Other significant changes include changes to Article 18, Education, to emphasize prevention and the inclusion of WADA’s authority to conduct testing and investigations on its own initiative within its scope of responsibilities under Article 20.8.

WADA 2015 v.1 versus WADA 2015 v.2

There has been a substantial shift between WADA 2015 v.1 and v.2; with the latter draft providing more flexibility and momentum. One of the most significant changes is the manner in which WADA 2015 v.2 deals with the ‘Osaka Rule’. WADA 2015 v. 1 included the ‘Osaka Rule’ which banned athletes convicted of serious doping offences from competing in the next Olympic Games. The inclusion was not supported by majority of the stakeholders, with the exception of the International Olympics Committee and a few other organizations. WADA 2015 v.2 drops the ‘Osaka Rule’, while accomplishing the larger purpose of the said rule by making the four year ban the norm for serious violations. Apart from that, WADA 2009’s requirement of two samples for testing, the ‘A’ and ‘B’ samples, was substantially changed in the WADA 2015 v. 1. However, the removal of the requirement of the ‘B’ sample was received with much criticism from all the stakeholders. WADA 2015 v.2 reverts to the 2009 position, and requires two samples from the athlete, thus, bringing back the ‘B’ sample requirement.

=== Supplied information ===
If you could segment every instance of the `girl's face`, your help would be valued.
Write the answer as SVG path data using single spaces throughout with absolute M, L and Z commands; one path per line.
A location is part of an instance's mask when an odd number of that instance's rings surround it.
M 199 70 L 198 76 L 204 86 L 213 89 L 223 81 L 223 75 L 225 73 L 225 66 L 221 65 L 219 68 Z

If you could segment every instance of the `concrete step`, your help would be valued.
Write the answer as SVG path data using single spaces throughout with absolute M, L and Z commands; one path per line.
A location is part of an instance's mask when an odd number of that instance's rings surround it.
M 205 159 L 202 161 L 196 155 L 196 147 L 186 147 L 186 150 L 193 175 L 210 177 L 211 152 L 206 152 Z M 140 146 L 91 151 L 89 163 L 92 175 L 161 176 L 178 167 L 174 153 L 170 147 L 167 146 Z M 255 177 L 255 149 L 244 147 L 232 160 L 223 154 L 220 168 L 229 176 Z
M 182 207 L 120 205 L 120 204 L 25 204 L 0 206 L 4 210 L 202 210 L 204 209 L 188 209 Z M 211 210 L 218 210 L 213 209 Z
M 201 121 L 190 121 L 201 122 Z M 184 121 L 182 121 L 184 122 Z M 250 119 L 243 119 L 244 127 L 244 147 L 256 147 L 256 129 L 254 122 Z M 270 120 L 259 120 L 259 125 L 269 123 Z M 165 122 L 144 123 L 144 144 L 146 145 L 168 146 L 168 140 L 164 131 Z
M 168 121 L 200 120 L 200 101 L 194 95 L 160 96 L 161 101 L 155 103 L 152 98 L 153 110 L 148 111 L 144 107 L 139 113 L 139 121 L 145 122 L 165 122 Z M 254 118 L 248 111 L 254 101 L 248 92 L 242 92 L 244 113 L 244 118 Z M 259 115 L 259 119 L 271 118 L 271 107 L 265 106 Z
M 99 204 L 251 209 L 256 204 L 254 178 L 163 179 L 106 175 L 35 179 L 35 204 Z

=== Activity A ===
For each statement below, say whether the excerpt on the WADA 2015 drafts agrees with it, and give yes or no along with the deciding words from the excerpt, quoted exactly.
(i) The first draft, WADA 2015 v.1, contained the ‘Osaka Rule’.
(ii) Most stakeholders backed including the ‘Osaka Rule’.
(iii) WADA 2015 v.2 removes the requirement for a ‘B’ sample.
=== Activity B ===
Turn the paragraph of the excerpt on the WADA 2015 drafts that begins "There has been a substantial shift" into a bulleted list that keeps its main facts.
=== Activity C ===
Using the excerpt on the WADA 2015 drafts, answer the following questions briefly.
(i) Which article covers Education?
(ii) Under which article does WADA have the scope of responsibilities within which it may test and investigate on its own initiative?
(iii) Under WADA 2015 v.2, what becomes the norm for serious violations?

=== Exercise solution A ===
(i) Yes: "WADA 2015 v. 1 included the ‘Osaka Rule’ which banned athletes convicted of serious doping offences from competing in the next Olympic Games."
(ii) No: "The inclusion was not supported by majority of the stakeholders, with the exception of the International Olympics Committee and a few other organizations."
(iii) No: "WADA 2015 v.2 reverts to the 2009 position, and requires two samples from the athlete, thus, bringing back the ‘B’ sample requirement."

=== Exercise solution B ===
- WADA 2015 v.2 differs substantially from v.1 and gives more flexibility and momentum.
- WADA 2015 v.1 included the ‘Osaka Rule’, which barred athletes convicted of serious doping offenses from the next Olympic Games.
- Most stakeholders opposed the rule. The International Olympics Committee and a few other organizations were the exceptions.
- WADA 2015 v.2 drops the rule but serves its larger purpose by making a four-year ban the norm for serious violations.
- WADA 2009 required two samples, ‘A’ and ‘B’. WADA 2015 v.1 substantially changed this.
- All stakeholders criticized the removal of the ‘B’ sample.
- WADA 2015 v.2 returns to the 2009 position and again requires two samples.

=== Exercise solution C ===
(i) Article 18
(ii) Article 20.8
(iii) A four-year ban